A run of rows

— START —

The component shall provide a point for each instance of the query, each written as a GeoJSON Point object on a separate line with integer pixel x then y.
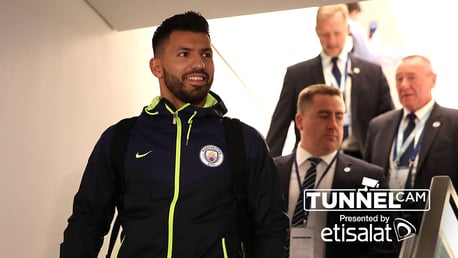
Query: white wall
{"type": "Point", "coordinates": [65, 76]}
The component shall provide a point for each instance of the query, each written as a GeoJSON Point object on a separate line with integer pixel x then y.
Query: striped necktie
{"type": "Point", "coordinates": [300, 215]}
{"type": "Point", "coordinates": [405, 158]}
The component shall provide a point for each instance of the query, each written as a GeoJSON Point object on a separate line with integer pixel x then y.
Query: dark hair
{"type": "Point", "coordinates": [188, 21]}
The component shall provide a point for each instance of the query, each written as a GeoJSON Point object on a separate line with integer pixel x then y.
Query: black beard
{"type": "Point", "coordinates": [176, 86]}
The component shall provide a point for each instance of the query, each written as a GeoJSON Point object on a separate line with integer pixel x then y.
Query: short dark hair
{"type": "Point", "coordinates": [188, 21]}
{"type": "Point", "coordinates": [305, 97]}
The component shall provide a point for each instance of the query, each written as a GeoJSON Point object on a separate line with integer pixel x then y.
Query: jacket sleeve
{"type": "Point", "coordinates": [265, 202]}
{"type": "Point", "coordinates": [93, 207]}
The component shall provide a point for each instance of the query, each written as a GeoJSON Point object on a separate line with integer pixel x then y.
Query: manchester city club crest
{"type": "Point", "coordinates": [211, 156]}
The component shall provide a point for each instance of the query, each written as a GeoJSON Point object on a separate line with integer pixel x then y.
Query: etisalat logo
{"type": "Point", "coordinates": [378, 227]}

— END —

Task directions>
Edit all the rows above by replacing every "component" with "module" and changing nothing else. Leave the pictures out of your answer.

Response to the exercise>
The module shall provide a point for each instance of the query, each written as a GeoJSON Point object on a separate line with integer pixel x then y.
Query: white wall
{"type": "Point", "coordinates": [65, 76]}
The module shall provide a point for each instance of the query, each written as a GeoJSON Point object on a separate line with integer pixel x then y.
Query: striped necktie
{"type": "Point", "coordinates": [300, 215]}
{"type": "Point", "coordinates": [405, 158]}
The module shall provide a point for each instance of the query, each written as a GeoJSON Point object on a separate line with integer pixel x then y.
Query: dark hair
{"type": "Point", "coordinates": [188, 21]}
The module shall provide a point for each instance of the query, each written as a GeoJSON Point object on a separate line with integer pixel x then y.
Query: black beard
{"type": "Point", "coordinates": [176, 86]}
The module shall provide a point for each instance of the query, each written as a GeoJSON Point object on a separate line with integer pixel x then y.
Query: short dark hair
{"type": "Point", "coordinates": [188, 21]}
{"type": "Point", "coordinates": [305, 97]}
The module shall provide a point for each instance of the query, each written as a GeoJSON Point object on a separate line with integer pixel x then y.
Query: jacket sleeve
{"type": "Point", "coordinates": [265, 202]}
{"type": "Point", "coordinates": [93, 207]}
The module shall provide a point for each instance of the query, each written as a GeoJSON Point object on a separate line with integer pixel x then y.
Query: manchester city club crest
{"type": "Point", "coordinates": [211, 156]}
The module shall provide a point for each instance of the query, each written as a GeoJSON Point object on a separate line with integer pixel x then y.
Query: etisalat logo
{"type": "Point", "coordinates": [378, 227]}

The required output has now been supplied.